EXCERPT:
═══

Indigenous

Mississauga Nation launches online culture and language initiatives

The Mississauga Nation is launching a three-pronged initiative online to try and help revitalize culture, language and identity in its communities. 

Group of 6 First Nations in Ontario working to reclaim their shared cultural identity

A virtual workshop series will feature interactive group experiences that will range in topics from historical storytelling to traditional arts like moccasin- and basket-making. (Rhiannon Johnson/CBC)

The Mississauga Nation is launching a three-pronged initiative online to try and help revitalize culture, language and identity in its communities. 

Sean Conway, who is a member of Curve Lake First Nation, is one of three community liaisons who have been working in the Mississauga communities over the last year.

The online initiative is the result of a series of surveys that were conducted within each First Nation with the goal of determining what was most important to community members. 

"I think people want to be connected to culture, and that's what they were telling us," he said. 

"I think this is a great first step for us in bringing together all of those elements and building on those connections." 

First is a cultural learning series with the help of local elders and knowledge keepers, then secondly a virtual workshop series of interactive group experiences that will range from historical storytelling to traditional arts like moccasin- and basket-making.

Thirdly, there will be illustrated flash cards and labels released once a month that feature Anishinaabemowin words in the Mississauga dialect. 

Conway said he envisioned the cultural learning series as a travelling lecture series where a speaker would travel to each of the Mississauga Nations, but with the COVID-19 pandemic, they had to pivot to an online platform.

Language revitalization an aim

Alderville, Curve Lake, Hiawatha, Mississauga, Mississaugas of the Credit and Mississaugas of Scugog Island are the six First Nations that make up the Mississauga Nation. 

They're part of the larger Anishinaabe Nation but have a shared history, culture, traditions, values, beliefs and language unique to the Mississauga.

═══

ENTRIES SHOWN:
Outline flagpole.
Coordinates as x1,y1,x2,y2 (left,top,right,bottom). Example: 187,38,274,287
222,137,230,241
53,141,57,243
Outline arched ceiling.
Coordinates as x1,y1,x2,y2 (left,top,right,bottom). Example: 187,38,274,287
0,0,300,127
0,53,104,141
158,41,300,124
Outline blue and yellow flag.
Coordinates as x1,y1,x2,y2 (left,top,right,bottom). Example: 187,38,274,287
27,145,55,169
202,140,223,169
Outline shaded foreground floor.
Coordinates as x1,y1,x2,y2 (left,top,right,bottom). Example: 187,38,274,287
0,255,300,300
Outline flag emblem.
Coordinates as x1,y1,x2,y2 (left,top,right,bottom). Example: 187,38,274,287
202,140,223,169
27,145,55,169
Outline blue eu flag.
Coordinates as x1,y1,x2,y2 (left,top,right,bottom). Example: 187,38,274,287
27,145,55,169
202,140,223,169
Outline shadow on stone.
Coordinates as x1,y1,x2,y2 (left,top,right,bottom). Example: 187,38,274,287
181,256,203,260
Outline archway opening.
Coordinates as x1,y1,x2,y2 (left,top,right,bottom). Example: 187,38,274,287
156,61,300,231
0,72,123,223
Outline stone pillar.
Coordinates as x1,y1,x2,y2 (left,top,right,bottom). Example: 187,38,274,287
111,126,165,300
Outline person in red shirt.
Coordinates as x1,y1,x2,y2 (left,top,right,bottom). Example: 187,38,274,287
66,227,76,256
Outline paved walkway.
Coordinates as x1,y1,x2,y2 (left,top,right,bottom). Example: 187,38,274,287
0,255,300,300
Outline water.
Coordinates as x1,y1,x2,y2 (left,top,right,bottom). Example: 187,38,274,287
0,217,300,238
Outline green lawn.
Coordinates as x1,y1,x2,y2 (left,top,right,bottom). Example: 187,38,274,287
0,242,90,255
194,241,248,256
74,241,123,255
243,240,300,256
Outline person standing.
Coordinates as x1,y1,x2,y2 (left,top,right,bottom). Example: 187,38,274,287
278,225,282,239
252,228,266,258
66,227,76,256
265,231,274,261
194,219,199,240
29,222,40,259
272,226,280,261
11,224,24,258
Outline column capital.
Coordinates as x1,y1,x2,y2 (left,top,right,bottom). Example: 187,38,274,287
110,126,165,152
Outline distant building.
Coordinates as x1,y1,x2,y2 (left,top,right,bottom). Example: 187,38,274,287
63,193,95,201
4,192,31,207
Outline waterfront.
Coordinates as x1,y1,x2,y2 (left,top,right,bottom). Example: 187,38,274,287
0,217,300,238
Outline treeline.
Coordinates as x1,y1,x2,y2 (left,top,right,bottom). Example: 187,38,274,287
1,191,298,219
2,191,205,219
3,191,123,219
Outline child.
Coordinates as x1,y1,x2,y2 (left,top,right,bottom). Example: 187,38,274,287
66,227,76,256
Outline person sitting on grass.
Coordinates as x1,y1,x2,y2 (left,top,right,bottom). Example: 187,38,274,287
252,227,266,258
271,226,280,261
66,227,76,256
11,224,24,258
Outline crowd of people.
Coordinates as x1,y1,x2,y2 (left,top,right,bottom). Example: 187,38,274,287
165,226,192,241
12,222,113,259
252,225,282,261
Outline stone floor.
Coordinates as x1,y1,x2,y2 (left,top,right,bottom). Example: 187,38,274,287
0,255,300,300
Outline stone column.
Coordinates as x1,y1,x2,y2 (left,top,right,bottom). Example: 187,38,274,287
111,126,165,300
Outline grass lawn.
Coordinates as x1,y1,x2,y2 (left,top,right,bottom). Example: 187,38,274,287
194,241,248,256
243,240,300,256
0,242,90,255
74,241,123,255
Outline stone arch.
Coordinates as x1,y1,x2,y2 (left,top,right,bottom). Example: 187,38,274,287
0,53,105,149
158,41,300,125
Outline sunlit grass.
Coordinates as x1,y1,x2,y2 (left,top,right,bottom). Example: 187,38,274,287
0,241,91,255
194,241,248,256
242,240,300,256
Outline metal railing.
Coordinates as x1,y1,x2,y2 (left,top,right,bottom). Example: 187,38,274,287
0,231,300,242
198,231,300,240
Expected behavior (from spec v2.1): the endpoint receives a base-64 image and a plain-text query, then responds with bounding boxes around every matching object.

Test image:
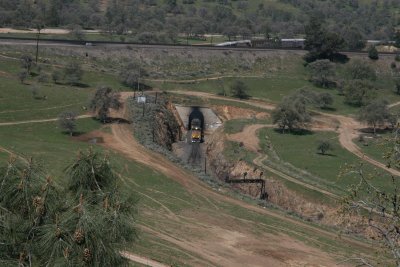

═══

YOUR TASKS:
1. In the Mississauga Nation article, how often will the illustrated flash cards and labels be released?
2. Write what comes next in the article on the Mississauga Nation's online culture and language initiatives, picking up after its last sentence.

SET OF ANSWERS:
1. Once a month.

2.
"The language is a little bit the same but not the same; it's a whole different dialect," said Kim Muskratt.

Muskratt is the community liaison from Hiawatha First Nation and said when she got involved with the Mississauga Nation team that her strongest passion was language revitalization. 

"We want to make sure we use that Mississauga language and we need to get back to our roots," she said. 

We need to get back to our roots.- Kim Muskratt

In 2016, the six Mississauga First Nations signed an accord where they agreed to re-establish the historic relationship and work to empower Mississauga people and to feel connected to each other. 

Muskratt said she feels like she has limited time as the nation loses elders. 

"I have to do this now because if not, it's all going to be lost."

Muskratt said when she was a child, her grandmother used to take her out to harvest medicines, but she wasn't allowed to talk about it. Her father used to speak the Mississauga dialect of Anishinaabemowin, she said, but the children weren't allowed to because the adults worried that they would be taken away by the Indian agent. 

"One day I just said, 'Enough.' I need to start doing this for me for my healing," she said.

"I hope that us doing this and putting that Mississauga language out — that it makes a big difference and that our people start embracing it."